Please reproduce, without any changes, the part of the data that opens with the line containing "target: parked car" and closes with the line containing "Return the outline of every instance of the parked", including both of those lines.

++++ Records ++++

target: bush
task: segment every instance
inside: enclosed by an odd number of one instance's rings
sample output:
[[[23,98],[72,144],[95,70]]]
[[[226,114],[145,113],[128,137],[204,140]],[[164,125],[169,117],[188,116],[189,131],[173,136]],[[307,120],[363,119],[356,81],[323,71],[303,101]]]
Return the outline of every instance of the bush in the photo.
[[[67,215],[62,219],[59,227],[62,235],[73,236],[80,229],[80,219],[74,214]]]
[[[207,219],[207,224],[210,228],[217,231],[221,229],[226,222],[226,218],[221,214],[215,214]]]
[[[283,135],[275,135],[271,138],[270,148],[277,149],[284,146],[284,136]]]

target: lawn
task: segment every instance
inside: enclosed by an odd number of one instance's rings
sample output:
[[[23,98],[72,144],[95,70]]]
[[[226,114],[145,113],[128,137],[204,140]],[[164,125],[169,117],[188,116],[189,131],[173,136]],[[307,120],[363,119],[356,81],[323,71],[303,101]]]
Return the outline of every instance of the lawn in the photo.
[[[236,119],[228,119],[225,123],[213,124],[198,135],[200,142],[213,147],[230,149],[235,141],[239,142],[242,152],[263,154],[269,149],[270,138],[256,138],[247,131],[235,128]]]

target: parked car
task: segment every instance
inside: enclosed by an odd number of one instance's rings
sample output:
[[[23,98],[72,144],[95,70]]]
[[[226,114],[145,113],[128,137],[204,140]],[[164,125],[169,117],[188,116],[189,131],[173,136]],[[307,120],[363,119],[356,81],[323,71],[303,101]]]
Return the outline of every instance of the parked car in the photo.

++++
++++ Records ++++

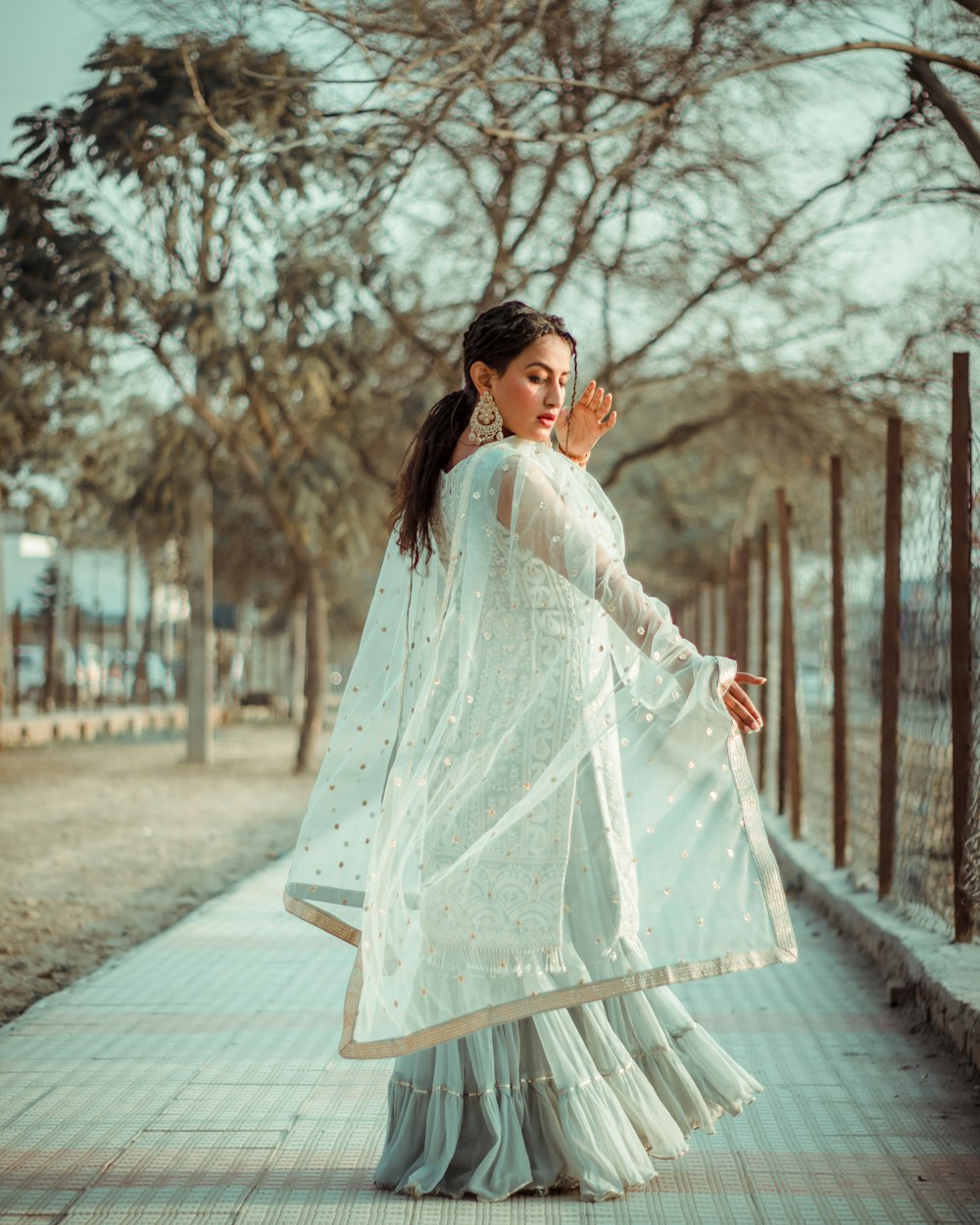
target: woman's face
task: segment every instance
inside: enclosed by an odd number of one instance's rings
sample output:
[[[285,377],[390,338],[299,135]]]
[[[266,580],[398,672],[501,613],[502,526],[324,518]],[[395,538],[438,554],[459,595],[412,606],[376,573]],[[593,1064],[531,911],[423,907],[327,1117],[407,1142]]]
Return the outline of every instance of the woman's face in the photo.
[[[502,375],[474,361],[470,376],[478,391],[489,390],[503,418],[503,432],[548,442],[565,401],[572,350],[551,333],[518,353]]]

++++

● **Response for this exercise**
target: parked car
task: segment every instance
inside: enclosed by an odd number of one instance's rings
sample output:
[[[23,98],[72,144],[95,70]]]
[[[226,114],[145,113],[128,137],[204,140]],[[164,125],[169,117],[188,116],[189,131],[173,136]],[[307,120],[363,119],[356,81],[323,71],[303,101]]]
Return the outline of every instance of the parked car in the photo.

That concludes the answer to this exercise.